• The request:
Report each line in the listing below that contains the string "walking", copying every such line in full.

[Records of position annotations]
(begin)

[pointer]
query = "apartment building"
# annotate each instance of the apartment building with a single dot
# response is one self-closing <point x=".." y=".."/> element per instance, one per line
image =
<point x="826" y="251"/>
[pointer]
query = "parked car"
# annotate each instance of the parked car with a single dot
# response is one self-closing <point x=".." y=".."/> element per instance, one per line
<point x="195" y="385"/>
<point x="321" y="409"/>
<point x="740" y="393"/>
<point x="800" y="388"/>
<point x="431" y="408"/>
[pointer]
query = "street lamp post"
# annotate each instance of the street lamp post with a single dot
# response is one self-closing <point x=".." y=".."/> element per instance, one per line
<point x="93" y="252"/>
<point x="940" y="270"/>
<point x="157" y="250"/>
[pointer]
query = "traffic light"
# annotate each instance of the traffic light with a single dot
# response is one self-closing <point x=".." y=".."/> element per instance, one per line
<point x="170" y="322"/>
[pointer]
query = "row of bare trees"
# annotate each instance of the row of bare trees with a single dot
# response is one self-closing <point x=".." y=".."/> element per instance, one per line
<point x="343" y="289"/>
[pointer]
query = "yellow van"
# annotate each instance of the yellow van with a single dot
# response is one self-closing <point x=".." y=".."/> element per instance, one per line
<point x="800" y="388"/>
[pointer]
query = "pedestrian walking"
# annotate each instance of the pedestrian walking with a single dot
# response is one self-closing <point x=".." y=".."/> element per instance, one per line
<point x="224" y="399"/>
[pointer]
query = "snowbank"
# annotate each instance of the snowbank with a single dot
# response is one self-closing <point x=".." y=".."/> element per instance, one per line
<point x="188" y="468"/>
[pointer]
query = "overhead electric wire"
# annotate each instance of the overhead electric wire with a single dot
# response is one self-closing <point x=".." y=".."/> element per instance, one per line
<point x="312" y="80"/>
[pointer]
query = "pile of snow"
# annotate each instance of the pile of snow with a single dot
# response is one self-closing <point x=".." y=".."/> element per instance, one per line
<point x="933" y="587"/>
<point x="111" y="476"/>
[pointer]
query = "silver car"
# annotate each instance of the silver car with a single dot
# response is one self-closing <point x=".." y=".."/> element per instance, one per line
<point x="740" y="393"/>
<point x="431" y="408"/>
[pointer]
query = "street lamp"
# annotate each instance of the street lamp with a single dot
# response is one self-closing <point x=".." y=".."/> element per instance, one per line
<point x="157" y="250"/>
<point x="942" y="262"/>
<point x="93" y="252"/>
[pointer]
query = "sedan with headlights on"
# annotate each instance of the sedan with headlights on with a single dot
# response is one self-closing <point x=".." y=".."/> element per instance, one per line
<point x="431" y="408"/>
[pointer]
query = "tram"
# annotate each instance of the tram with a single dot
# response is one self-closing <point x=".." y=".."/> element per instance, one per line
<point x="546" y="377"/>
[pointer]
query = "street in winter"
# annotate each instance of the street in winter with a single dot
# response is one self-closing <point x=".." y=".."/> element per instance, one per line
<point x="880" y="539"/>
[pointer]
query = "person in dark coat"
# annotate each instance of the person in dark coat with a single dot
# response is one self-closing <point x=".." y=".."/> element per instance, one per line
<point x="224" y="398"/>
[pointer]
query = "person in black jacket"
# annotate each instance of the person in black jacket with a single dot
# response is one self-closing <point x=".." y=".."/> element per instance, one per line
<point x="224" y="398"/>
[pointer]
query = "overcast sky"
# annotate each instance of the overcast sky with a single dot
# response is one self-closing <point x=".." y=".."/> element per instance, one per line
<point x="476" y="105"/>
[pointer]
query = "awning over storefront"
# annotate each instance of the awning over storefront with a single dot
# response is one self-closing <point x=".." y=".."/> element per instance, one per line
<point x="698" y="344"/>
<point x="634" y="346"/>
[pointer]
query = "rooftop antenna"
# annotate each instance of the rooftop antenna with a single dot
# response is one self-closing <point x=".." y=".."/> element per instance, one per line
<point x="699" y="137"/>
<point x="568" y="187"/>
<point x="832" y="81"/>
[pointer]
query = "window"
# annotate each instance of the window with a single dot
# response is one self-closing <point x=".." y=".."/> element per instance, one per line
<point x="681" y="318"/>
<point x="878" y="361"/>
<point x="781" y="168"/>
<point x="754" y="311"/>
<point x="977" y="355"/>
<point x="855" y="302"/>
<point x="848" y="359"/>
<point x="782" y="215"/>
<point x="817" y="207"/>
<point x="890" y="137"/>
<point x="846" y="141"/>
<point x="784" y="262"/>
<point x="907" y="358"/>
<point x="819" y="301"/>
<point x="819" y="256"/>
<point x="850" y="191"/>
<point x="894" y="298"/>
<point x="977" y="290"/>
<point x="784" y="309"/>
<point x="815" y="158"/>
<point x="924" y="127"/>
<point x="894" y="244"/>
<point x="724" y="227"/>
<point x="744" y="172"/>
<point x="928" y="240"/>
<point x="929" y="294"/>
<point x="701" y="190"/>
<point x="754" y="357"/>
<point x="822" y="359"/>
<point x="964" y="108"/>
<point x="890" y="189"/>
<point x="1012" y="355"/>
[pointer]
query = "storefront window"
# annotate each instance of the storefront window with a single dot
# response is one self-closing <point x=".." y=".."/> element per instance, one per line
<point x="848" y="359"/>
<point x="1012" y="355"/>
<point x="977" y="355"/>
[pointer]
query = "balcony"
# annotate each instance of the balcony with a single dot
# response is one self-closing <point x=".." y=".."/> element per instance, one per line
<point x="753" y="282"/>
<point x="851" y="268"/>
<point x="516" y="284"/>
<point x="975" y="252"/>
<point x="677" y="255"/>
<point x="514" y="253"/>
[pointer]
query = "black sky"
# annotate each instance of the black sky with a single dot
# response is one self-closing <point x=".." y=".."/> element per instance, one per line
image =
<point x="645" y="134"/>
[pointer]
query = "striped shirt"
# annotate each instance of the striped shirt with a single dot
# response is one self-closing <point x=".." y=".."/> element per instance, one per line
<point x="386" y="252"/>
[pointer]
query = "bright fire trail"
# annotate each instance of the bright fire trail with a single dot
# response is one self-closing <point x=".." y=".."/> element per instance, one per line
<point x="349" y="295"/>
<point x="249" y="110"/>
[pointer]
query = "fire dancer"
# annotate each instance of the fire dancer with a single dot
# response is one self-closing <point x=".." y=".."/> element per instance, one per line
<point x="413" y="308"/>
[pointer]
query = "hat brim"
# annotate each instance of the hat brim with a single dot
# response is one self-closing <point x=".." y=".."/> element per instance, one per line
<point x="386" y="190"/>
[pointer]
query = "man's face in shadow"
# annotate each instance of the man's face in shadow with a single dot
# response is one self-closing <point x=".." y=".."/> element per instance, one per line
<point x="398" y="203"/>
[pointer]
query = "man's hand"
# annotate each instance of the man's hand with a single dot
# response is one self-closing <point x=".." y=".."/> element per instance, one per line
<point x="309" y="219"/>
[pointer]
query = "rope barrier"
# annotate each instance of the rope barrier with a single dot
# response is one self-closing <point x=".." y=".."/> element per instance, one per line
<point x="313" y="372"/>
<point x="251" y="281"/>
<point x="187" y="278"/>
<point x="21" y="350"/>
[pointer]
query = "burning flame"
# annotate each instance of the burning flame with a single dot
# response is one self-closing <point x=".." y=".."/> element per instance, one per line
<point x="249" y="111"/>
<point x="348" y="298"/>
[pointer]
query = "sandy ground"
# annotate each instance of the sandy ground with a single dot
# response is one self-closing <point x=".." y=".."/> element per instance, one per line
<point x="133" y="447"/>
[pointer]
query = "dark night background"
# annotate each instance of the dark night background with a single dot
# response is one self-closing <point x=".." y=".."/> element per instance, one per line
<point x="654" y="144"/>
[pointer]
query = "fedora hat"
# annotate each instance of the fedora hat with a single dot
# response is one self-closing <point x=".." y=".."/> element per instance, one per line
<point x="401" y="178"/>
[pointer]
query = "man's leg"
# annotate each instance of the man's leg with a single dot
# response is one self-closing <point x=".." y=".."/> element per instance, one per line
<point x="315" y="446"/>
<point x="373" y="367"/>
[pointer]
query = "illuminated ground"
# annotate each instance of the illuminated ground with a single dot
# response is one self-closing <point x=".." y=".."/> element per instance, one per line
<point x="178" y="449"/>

(end)

• The completed task:
query = "pedestrian walking"
# annotate each instance of the pedestrian walking with a single dot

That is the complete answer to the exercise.